→ AVAILABLE DATA
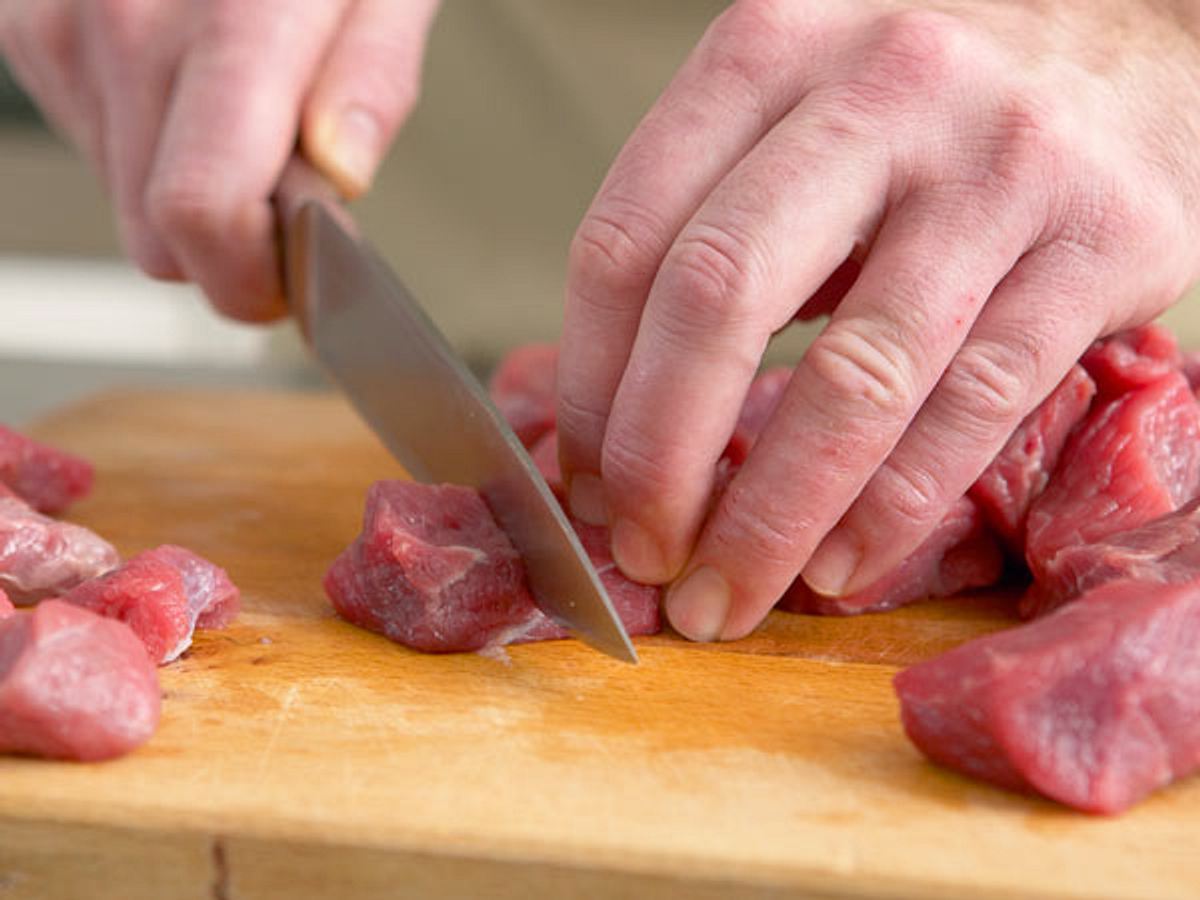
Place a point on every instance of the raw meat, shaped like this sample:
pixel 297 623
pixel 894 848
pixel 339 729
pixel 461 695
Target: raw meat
pixel 1020 472
pixel 1164 550
pixel 48 479
pixel 1095 706
pixel 41 557
pixel 73 685
pixel 1132 359
pixel 435 571
pixel 162 594
pixel 525 390
pixel 1133 460
pixel 961 553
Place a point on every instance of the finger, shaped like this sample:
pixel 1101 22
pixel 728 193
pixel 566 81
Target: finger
pixel 855 391
pixel 769 233
pixel 231 126
pixel 366 88
pixel 732 89
pixel 133 49
pixel 1035 327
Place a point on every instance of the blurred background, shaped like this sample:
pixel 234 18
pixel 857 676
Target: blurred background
pixel 526 103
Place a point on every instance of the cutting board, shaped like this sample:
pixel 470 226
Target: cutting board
pixel 301 757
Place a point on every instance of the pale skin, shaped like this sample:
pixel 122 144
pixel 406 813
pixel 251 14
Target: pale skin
pixel 1015 178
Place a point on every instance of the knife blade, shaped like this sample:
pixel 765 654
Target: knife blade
pixel 419 397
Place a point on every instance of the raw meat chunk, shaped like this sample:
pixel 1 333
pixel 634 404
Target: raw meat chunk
pixel 41 557
pixel 525 390
pixel 1093 706
pixel 1163 550
pixel 48 479
pixel 1133 460
pixel 432 570
pixel 961 553
pixel 1132 359
pixel 162 594
pixel 1020 472
pixel 73 685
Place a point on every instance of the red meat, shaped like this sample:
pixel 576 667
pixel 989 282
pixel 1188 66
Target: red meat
pixel 41 557
pixel 525 389
pixel 73 685
pixel 1133 460
pixel 1095 706
pixel 1020 472
pixel 162 594
pixel 1132 359
pixel 432 570
pixel 48 479
pixel 961 553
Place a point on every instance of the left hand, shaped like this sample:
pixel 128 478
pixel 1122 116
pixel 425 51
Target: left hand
pixel 1018 179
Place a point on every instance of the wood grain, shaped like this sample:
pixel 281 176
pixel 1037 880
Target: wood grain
pixel 300 756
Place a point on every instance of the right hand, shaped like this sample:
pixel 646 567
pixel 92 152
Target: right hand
pixel 189 112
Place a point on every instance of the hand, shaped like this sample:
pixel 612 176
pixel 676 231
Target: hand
pixel 1017 179
pixel 189 112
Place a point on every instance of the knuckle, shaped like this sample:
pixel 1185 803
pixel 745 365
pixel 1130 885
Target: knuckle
pixel 985 385
pixel 713 271
pixel 862 369
pixel 615 251
pixel 185 205
pixel 904 498
pixel 765 526
pixel 912 54
pixel 634 462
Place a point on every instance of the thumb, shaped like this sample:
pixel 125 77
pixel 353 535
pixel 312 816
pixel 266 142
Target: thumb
pixel 365 89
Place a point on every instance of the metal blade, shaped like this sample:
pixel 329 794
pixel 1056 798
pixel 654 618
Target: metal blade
pixel 431 412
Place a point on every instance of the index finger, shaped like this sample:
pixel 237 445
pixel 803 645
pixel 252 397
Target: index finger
pixel 730 91
pixel 229 130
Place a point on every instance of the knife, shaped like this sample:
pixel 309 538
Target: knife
pixel 423 402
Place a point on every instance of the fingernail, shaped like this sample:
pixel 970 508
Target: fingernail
pixel 348 149
pixel 699 605
pixel 833 564
pixel 637 553
pixel 587 499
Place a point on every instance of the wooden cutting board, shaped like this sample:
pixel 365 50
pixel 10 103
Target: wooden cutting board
pixel 301 757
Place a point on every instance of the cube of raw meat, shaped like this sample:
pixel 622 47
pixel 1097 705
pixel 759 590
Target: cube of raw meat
pixel 1132 359
pixel 41 557
pixel 525 389
pixel 961 553
pixel 73 685
pixel 162 594
pixel 1093 706
pixel 432 570
pixel 45 477
pixel 1133 460
pixel 1020 472
pixel 1164 550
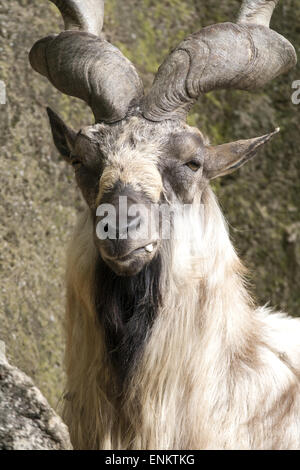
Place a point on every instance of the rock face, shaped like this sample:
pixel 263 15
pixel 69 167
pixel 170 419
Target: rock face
pixel 26 420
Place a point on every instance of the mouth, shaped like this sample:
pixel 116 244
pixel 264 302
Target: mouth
pixel 132 262
pixel 142 250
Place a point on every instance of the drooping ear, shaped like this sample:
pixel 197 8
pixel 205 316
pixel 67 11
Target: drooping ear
pixel 63 136
pixel 224 159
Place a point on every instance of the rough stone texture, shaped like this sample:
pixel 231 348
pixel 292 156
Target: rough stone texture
pixel 26 420
pixel 38 199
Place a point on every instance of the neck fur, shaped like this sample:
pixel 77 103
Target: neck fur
pixel 204 320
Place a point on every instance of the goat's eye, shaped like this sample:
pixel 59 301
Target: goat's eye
pixel 76 164
pixel 193 165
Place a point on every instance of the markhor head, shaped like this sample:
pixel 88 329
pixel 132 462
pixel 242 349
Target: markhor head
pixel 140 148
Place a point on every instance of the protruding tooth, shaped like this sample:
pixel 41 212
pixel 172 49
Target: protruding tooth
pixel 149 248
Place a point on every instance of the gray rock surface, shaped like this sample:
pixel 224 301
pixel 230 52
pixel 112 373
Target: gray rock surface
pixel 27 422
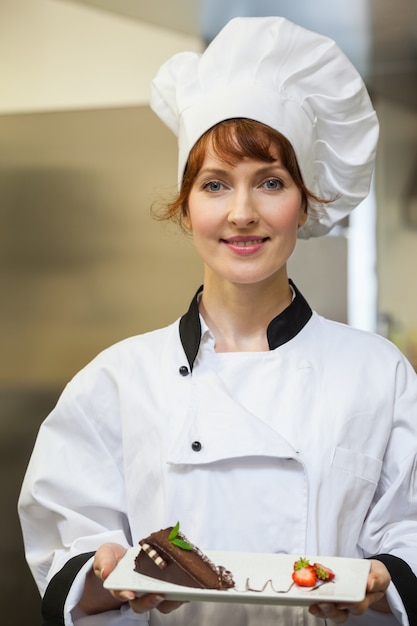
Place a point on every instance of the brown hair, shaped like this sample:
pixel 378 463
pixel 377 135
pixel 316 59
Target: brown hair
pixel 232 140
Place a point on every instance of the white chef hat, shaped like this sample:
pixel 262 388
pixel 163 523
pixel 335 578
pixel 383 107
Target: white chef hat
pixel 292 79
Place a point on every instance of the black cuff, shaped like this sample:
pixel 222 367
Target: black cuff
pixel 57 591
pixel 405 582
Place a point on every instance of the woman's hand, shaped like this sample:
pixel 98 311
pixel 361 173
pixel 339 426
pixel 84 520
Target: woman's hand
pixel 96 599
pixel 378 581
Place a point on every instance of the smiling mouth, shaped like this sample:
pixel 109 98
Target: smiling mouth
pixel 242 243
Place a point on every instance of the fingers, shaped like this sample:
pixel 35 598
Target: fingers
pixel 330 611
pixel 154 601
pixel 106 558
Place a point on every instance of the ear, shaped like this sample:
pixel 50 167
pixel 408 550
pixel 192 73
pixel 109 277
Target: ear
pixel 303 215
pixel 186 220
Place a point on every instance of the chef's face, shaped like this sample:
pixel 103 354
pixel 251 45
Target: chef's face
pixel 244 215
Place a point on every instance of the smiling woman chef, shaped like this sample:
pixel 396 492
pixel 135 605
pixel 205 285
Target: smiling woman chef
pixel 260 425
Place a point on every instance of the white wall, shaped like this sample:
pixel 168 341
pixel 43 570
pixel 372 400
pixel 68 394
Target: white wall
pixel 57 55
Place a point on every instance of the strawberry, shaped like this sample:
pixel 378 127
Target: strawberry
pixel 304 574
pixel 323 572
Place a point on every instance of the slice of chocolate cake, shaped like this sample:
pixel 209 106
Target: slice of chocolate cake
pixel 168 555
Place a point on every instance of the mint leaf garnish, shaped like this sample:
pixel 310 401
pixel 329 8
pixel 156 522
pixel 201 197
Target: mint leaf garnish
pixel 174 532
pixel 181 544
pixel 173 538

→ THE EXERCISE
Convert the records above into a JSON list of strings, one per line, leaving out blank lines and the pictures.

→ RESPONSE FOR THIS EXERCISE
[
  "Place a point on every instance of the raw meat, shaped like this sample:",
  "pixel 297 623",
  "pixel 894 848",
  "pixel 339 729",
  "pixel 461 695",
  "Target: raw meat",
  "pixel 1020 472",
  "pixel 1164 550",
  "pixel 48 479",
  "pixel 1095 706",
  "pixel 41 557",
  "pixel 73 685",
  "pixel 1132 359",
  "pixel 435 571",
  "pixel 162 594",
  "pixel 525 390",
  "pixel 1133 460",
  "pixel 961 553",
  "Place a point on every instance of the finger, shaped like this sample:",
  "pixel 1101 22",
  "pixel 728 193",
  "pixel 566 81",
  "Target: finger",
  "pixel 855 391",
  "pixel 769 233",
  "pixel 231 126",
  "pixel 366 88",
  "pixel 732 89",
  "pixel 133 49",
  "pixel 1035 327",
  "Place a point on every instance of the blurred background, shaped like this sample:",
  "pixel 234 18",
  "pixel 857 676",
  "Target: blurred background",
  "pixel 526 103",
  "Place a point on every instance of the cutting board, shaped like this sample:",
  "pixel 470 226",
  "Target: cutting board",
  "pixel 301 757",
  "Place a point on every instance of the pale skin, shaped like this sample:",
  "pixel 122 144",
  "pixel 406 813",
  "pixel 251 14",
  "Target: pale skin",
  "pixel 1015 178",
  "Place a point on every instance of the knife blade, shaped like this sample:",
  "pixel 765 654",
  "Target: knife blade",
  "pixel 419 397",
  "Place a point on every instance of the raw meat chunk, shaped like this sample:",
  "pixel 1 333",
  "pixel 634 404",
  "Target: raw meat chunk",
  "pixel 41 557",
  "pixel 525 390",
  "pixel 1093 706",
  "pixel 1163 550",
  "pixel 48 479",
  "pixel 1133 460",
  "pixel 432 570",
  "pixel 961 553",
  "pixel 1132 359",
  "pixel 162 594",
  "pixel 1020 472",
  "pixel 73 685",
  "Place a point on every instance of the red meat, shaped like this sample:",
  "pixel 576 667",
  "pixel 989 282",
  "pixel 1188 66",
  "Target: red meat",
  "pixel 41 557",
  "pixel 525 389",
  "pixel 73 685",
  "pixel 1133 460",
  "pixel 1095 706",
  "pixel 1020 472",
  "pixel 162 594",
  "pixel 1132 359",
  "pixel 432 570",
  "pixel 48 479",
  "pixel 961 553",
  "Place a point on every instance of the left hand, shaped like this sample:",
  "pixel 128 478",
  "pixel 1122 116",
  "pixel 425 51",
  "Target: left hand",
  "pixel 1018 179",
  "Place a point on every instance of the wood grain, shaped like this sample:",
  "pixel 281 176",
  "pixel 1037 880",
  "Target: wood grain",
  "pixel 300 756",
  "Place a point on every instance of the right hand, shaped like this sample:",
  "pixel 646 567",
  "pixel 92 152",
  "Target: right hand",
  "pixel 189 112",
  "Place a point on every instance of the hand, shaped like this sample:",
  "pixel 612 176",
  "pixel 676 231",
  "Target: hand",
  "pixel 1017 179",
  "pixel 189 112",
  "Place a point on every instance of the knuckle, shaped like this sample:",
  "pixel 1185 803",
  "pixel 745 365",
  "pixel 1130 885",
  "Target: knuckle",
  "pixel 985 385",
  "pixel 713 271",
  "pixel 862 369",
  "pixel 615 251",
  "pixel 185 205",
  "pixel 904 498",
  "pixel 765 526",
  "pixel 912 54",
  "pixel 634 462",
  "Place a point on every instance of the thumb, shaped like this sample:",
  "pixel 125 77",
  "pixel 353 535",
  "pixel 312 816",
  "pixel 266 142",
  "Target: thumb",
  "pixel 365 89",
  "Place a point on every instance of the metal blade, shaped like this sample:",
  "pixel 329 794",
  "pixel 1056 798",
  "pixel 654 618",
  "Target: metal blade",
  "pixel 431 412",
  "Place a point on every instance of the index finger, shaped like this sample:",
  "pixel 237 445",
  "pixel 803 645",
  "pixel 252 397",
  "Target: index finger",
  "pixel 730 91",
  "pixel 229 130",
  "Place a point on every instance of the knife, shaped like this sample:",
  "pixel 309 538",
  "Target: knife",
  "pixel 423 402",
  "Place a point on every instance of the fingernail, shaped like this sample:",
  "pixel 970 508",
  "Target: fingernail",
  "pixel 348 149",
  "pixel 699 605",
  "pixel 833 564",
  "pixel 637 553",
  "pixel 587 499",
  "Place a point on every instance of the wooden cutting board, shaped like this sample:",
  "pixel 365 50",
  "pixel 10 103",
  "Target: wooden cutting board",
  "pixel 301 757",
  "Place a point on every instance of the cube of raw meat, shaped like this sample:",
  "pixel 622 47",
  "pixel 1097 705",
  "pixel 759 590",
  "Target: cube of raw meat",
  "pixel 1132 359",
  "pixel 41 557",
  "pixel 525 389",
  "pixel 961 553",
  "pixel 73 685",
  "pixel 162 594",
  "pixel 1093 706",
  "pixel 432 570",
  "pixel 45 477",
  "pixel 1133 460",
  "pixel 1020 472",
  "pixel 1164 550",
  "Place a point on every instance of the rock face, shaped like this sample:",
  "pixel 263 15",
  "pixel 69 167",
  "pixel 170 419",
  "Target: rock face",
  "pixel 26 420",
  "Place a point on every instance of the mouth, shaped like this sample:",
  "pixel 116 244",
  "pixel 264 302",
  "Target: mouth",
  "pixel 132 262",
  "pixel 142 250",
  "Place a point on every instance of the drooping ear, shaped like this sample:",
  "pixel 197 8",
  "pixel 205 316",
  "pixel 67 11",
  "Target: drooping ear",
  "pixel 63 136",
  "pixel 224 159",
  "Place a point on every instance of the rough stone texture, shaped like this sample:",
  "pixel 231 348",
  "pixel 292 156",
  "Target: rough stone texture",
  "pixel 26 420",
  "pixel 38 199",
  "Place a point on every instance of the neck fur, shaped like this sample:",
  "pixel 77 103",
  "Target: neck fur",
  "pixel 204 320",
  "Place a point on every instance of the goat's eye, shaped like this sample:",
  "pixel 59 301",
  "Target: goat's eye",
  "pixel 76 164",
  "pixel 193 165",
  "Place a point on every instance of the markhor head, shaped like this sample:",
  "pixel 88 329",
  "pixel 132 462",
  "pixel 242 349",
  "Target: markhor head",
  "pixel 140 148",
  "Place a point on every instance of the protruding tooth, shaped like this sample:",
  "pixel 41 212",
  "pixel 172 49",
  "Target: protruding tooth",
  "pixel 149 248",
  "Place a point on every instance of the gray rock surface, shaped like this sample:",
  "pixel 224 301",
  "pixel 230 52",
  "pixel 112 373",
  "Target: gray rock surface",
  "pixel 27 422",
  "Place a point on every instance of the brown hair, shaped like this sample:",
  "pixel 378 463",
  "pixel 377 135",
  "pixel 316 59",
  "Target: brown hair",
  "pixel 232 140",
  "Place a point on every instance of the white chef hat, shaped like this sample:",
  "pixel 262 388",
  "pixel 163 523",
  "pixel 335 578",
  "pixel 383 107",
  "Target: white chef hat",
  "pixel 292 79",
  "Place a point on every instance of the black cuff, shaped like this sample:",
  "pixel 222 367",
  "Target: black cuff",
  "pixel 57 591",
  "pixel 405 582",
  "Place a point on every instance of the woman's hand, shaped like this sample:",
  "pixel 98 311",
  "pixel 361 173",
  "pixel 339 426",
  "pixel 84 520",
  "Target: woman's hand",
  "pixel 96 599",
  "pixel 378 581",
  "Place a point on every instance of the smiling mouth, shaped like this sample:",
  "pixel 109 98",
  "Target: smiling mouth",
  "pixel 242 243",
  "Place a point on every instance of the fingers, shaped like this sample:",
  "pixel 35 598",
  "Target: fingers",
  "pixel 330 611",
  "pixel 154 601",
  "pixel 106 558",
  "Place a point on every instance of the ear, shaped like this sample:",
  "pixel 50 167",
  "pixel 408 550",
  "pixel 192 73",
  "pixel 109 277",
  "Target: ear",
  "pixel 303 215",
  "pixel 186 220",
  "Place a point on every instance of the chef's face, shaped like this sample:",
  "pixel 103 354",
  "pixel 251 45",
  "Target: chef's face",
  "pixel 244 215",
  "Place a point on every instance of the smiling woman chef, shaped like this sample:",
  "pixel 396 492",
  "pixel 135 605",
  "pixel 205 285",
  "Target: smiling woman chef",
  "pixel 260 425",
  "Place a point on every instance of the white wall, shaped like this sample:",
  "pixel 168 341",
  "pixel 43 570",
  "pixel 372 400",
  "pixel 68 394",
  "Target: white wall",
  "pixel 57 55",
  "Place a point on every instance of the strawberry, shaped like this sample:",
  "pixel 378 127",
  "Target: strawberry",
  "pixel 304 574",
  "pixel 323 572",
  "Place a point on every instance of the slice of chocolate cake, shaped like this sample:",
  "pixel 209 106",
  "Target: slice of chocolate cake",
  "pixel 168 555",
  "Place a point on every instance of the mint leaf garnish, shaped like this sample:",
  "pixel 310 401",
  "pixel 329 8",
  "pixel 156 522",
  "pixel 201 197",
  "Target: mint leaf garnish",
  "pixel 174 532",
  "pixel 181 544",
  "pixel 173 538"
]